-------- Data provided --------

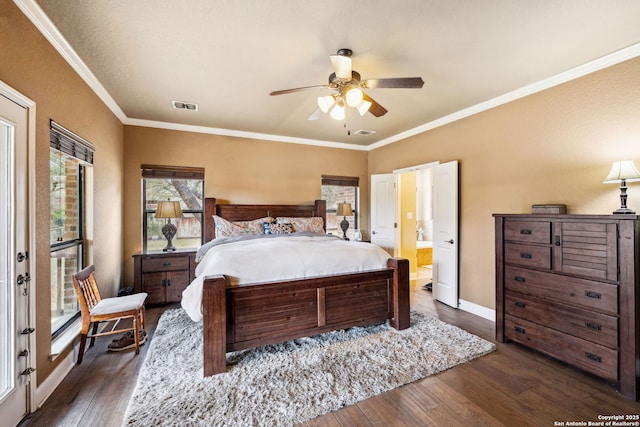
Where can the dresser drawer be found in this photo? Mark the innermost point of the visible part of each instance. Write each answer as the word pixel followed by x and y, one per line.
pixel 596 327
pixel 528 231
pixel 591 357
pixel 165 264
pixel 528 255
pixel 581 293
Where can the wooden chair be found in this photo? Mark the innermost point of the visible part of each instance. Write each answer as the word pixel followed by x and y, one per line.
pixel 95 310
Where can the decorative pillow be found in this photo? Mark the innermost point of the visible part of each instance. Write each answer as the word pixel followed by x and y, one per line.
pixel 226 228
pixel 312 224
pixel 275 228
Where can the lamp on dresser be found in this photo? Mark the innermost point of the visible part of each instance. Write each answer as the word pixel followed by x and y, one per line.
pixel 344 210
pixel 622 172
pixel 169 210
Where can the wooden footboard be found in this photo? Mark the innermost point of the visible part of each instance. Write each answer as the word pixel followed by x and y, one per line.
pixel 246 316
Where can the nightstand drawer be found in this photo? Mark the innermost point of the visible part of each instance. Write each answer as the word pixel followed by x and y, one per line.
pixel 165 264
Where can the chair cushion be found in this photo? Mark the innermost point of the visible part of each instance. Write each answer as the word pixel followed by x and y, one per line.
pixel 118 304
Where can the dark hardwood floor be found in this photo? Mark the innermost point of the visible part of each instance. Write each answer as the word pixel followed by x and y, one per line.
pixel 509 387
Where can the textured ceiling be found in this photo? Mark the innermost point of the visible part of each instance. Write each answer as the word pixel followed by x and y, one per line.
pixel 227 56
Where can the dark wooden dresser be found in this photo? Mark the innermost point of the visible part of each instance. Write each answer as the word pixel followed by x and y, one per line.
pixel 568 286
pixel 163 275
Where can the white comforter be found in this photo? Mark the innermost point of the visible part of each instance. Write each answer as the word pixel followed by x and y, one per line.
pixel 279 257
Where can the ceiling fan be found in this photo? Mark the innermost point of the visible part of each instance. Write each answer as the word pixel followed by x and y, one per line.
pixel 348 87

--------

# What you are asked to do
Take the line that contains "Where can the white" and each line after it through the end of the records, and repeat them all exactly. Nothing else.

# The answer
Where can the white comforter be found in this photo? Mark the innermost point of the visible part of each instance. Write each answer as the word pixel followed by x and y, one per line.
pixel 279 257
Where can the ceiling fan be found in this photo? Mark the innermost point of the visible part of each instance. Write each answer as the word pixel followed by x and y, one per line.
pixel 348 87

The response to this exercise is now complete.